Answer with the number of lines in the records that contain "shoe" and with nothing else.

Point localization data:

—————

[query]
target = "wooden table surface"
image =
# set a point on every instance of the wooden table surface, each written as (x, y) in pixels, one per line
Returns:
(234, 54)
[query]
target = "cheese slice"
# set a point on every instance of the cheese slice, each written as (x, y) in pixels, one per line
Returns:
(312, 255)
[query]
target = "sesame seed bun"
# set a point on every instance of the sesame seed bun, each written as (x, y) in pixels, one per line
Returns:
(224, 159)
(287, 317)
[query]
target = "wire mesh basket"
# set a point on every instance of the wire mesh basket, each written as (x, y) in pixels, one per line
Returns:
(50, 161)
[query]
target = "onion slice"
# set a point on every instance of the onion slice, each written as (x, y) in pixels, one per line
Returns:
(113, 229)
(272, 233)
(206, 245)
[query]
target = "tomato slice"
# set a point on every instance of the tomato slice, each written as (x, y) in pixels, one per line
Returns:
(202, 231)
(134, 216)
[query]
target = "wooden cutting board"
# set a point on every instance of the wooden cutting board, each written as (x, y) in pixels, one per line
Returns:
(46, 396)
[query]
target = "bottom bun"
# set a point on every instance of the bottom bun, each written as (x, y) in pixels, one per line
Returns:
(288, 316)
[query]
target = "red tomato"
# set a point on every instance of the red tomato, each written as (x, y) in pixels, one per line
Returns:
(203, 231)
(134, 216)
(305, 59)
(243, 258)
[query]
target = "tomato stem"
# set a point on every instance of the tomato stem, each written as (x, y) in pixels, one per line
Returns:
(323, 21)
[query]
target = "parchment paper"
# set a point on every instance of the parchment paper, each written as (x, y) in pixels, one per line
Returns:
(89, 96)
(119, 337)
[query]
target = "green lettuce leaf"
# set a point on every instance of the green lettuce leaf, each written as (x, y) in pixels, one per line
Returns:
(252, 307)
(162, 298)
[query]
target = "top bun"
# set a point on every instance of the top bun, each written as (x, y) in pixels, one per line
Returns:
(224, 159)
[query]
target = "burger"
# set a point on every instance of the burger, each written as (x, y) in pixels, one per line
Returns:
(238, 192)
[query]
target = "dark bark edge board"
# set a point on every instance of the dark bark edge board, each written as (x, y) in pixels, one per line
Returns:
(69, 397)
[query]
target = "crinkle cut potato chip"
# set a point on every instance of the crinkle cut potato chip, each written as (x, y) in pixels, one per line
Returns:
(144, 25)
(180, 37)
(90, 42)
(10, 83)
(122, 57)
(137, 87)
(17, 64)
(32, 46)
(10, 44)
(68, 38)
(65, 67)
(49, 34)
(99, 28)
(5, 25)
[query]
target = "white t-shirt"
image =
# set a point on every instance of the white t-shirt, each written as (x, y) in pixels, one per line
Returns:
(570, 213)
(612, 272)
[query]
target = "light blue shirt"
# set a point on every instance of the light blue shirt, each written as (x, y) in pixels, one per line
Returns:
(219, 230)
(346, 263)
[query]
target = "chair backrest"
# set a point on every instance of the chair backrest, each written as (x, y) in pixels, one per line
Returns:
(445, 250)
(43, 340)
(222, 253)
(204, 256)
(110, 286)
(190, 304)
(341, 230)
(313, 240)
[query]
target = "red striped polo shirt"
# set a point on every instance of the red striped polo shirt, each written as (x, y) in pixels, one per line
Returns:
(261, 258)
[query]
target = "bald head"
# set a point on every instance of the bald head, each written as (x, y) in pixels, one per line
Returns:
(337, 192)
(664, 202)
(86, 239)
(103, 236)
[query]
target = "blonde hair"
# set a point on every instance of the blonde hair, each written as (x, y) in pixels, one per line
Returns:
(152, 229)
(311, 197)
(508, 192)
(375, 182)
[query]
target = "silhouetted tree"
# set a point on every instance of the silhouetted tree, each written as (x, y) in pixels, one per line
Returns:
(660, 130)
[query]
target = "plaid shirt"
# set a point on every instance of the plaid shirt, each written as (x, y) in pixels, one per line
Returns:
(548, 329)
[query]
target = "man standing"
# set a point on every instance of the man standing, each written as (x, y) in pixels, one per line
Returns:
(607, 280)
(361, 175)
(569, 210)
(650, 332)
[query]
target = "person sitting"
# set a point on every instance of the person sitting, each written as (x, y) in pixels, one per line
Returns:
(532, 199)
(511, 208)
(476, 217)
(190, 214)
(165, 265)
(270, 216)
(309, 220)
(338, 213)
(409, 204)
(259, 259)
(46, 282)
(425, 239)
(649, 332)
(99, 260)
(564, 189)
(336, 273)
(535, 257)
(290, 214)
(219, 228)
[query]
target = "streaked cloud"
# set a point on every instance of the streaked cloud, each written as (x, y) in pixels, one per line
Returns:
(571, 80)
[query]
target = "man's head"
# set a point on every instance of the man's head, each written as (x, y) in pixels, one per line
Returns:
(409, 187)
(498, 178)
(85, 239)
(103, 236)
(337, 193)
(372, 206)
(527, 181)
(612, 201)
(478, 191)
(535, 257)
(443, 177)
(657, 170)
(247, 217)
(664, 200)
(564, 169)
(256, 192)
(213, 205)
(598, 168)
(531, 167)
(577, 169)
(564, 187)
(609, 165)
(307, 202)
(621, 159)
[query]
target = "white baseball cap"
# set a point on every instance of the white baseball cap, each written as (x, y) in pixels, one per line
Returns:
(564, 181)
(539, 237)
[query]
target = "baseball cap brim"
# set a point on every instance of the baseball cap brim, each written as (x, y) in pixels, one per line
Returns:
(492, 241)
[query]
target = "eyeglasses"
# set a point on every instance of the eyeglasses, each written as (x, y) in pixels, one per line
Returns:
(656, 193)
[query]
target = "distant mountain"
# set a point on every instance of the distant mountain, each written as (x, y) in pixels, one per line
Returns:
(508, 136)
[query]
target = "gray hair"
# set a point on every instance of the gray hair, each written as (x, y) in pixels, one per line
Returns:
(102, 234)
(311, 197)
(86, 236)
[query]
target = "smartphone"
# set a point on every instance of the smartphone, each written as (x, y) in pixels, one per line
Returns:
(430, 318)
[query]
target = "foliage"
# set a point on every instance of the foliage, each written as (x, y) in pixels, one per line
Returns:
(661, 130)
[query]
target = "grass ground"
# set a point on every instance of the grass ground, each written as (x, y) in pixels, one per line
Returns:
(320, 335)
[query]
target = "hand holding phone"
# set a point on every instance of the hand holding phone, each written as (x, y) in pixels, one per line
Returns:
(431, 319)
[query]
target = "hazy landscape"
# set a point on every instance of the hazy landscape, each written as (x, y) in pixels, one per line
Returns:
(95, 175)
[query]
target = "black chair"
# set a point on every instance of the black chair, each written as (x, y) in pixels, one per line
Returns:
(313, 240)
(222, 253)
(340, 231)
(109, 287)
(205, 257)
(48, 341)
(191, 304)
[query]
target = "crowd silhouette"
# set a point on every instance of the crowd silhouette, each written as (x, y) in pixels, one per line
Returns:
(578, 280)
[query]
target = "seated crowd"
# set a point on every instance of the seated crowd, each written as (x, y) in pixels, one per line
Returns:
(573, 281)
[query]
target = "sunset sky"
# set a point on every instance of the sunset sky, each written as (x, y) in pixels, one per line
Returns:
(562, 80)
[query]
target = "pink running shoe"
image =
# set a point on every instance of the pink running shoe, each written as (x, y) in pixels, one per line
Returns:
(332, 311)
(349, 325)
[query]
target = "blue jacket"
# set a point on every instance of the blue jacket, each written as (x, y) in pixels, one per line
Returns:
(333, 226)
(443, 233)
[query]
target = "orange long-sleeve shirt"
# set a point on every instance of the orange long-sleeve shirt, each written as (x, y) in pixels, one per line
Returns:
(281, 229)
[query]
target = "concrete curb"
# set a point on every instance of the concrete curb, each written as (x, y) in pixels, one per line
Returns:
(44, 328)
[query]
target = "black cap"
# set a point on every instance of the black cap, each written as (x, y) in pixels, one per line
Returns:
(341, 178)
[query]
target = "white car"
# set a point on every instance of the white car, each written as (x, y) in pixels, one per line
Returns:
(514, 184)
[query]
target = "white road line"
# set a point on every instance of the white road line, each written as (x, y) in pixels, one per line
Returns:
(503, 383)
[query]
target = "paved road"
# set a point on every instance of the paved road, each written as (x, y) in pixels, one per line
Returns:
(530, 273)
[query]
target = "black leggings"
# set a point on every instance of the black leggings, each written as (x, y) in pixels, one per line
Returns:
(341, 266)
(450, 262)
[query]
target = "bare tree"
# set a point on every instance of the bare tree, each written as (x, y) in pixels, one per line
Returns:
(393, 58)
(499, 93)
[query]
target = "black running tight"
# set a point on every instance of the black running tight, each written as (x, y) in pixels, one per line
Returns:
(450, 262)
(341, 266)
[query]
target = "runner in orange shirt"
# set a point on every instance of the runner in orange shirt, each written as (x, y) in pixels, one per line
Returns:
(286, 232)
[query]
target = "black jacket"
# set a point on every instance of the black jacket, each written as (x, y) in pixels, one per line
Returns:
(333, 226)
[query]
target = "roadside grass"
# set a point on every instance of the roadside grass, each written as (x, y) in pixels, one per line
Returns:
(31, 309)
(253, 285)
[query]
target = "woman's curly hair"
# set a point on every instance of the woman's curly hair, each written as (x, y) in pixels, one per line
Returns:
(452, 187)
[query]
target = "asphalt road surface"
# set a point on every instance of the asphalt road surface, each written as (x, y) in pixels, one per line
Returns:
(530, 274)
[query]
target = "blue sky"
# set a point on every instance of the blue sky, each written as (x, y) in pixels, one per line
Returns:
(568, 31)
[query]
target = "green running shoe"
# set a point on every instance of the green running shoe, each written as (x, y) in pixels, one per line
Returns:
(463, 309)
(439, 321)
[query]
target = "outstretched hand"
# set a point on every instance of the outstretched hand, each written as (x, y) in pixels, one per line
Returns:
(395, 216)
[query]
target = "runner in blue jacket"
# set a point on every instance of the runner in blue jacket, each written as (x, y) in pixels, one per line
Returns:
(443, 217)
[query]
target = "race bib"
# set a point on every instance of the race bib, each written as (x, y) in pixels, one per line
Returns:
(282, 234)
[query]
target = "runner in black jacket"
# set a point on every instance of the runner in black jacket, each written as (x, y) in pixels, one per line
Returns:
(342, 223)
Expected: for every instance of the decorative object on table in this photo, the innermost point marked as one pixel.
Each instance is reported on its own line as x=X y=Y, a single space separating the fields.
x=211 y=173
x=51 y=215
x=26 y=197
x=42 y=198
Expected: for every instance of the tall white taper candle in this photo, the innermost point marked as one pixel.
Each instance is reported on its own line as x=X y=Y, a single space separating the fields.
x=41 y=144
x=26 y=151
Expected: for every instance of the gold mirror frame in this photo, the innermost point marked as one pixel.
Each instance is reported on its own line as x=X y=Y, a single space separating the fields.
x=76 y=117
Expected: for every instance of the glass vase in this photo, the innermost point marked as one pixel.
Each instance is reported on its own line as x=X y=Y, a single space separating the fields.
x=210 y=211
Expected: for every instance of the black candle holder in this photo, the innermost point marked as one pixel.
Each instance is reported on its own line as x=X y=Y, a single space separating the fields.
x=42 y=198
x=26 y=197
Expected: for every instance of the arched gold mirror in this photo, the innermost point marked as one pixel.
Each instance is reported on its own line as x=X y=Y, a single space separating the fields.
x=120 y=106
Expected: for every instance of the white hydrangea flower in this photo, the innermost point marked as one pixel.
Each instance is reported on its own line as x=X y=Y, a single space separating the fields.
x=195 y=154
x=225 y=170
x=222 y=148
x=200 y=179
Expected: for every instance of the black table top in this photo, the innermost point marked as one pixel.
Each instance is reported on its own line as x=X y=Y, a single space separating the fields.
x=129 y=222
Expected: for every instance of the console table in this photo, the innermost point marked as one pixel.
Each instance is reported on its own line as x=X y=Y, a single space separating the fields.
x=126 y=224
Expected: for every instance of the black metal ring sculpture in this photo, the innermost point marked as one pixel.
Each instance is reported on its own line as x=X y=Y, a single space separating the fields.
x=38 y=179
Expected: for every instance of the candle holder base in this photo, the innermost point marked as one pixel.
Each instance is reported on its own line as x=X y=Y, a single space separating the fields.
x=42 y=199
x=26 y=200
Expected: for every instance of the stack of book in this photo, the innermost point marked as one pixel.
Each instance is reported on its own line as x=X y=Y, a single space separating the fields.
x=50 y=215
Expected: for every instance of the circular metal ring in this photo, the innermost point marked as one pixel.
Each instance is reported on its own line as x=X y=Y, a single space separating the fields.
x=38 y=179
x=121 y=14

—————

— EXERCISE RESPONSE —
4